Excerpt from a dataset:
------

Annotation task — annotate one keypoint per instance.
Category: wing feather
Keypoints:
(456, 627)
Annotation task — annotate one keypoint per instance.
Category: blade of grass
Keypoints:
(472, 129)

------

Exercise objective: Rewrite the data above, replacing "instance" with "object" everywhere and leaving everything else unchanged.

Output for this exercise:
Annotation task — annotate one keypoint per object.
Category: wing feather
Keypoints:
(456, 627)
Annotation task — annotate one keypoint per object.
Category: blade of grass
Keypoints:
(472, 129)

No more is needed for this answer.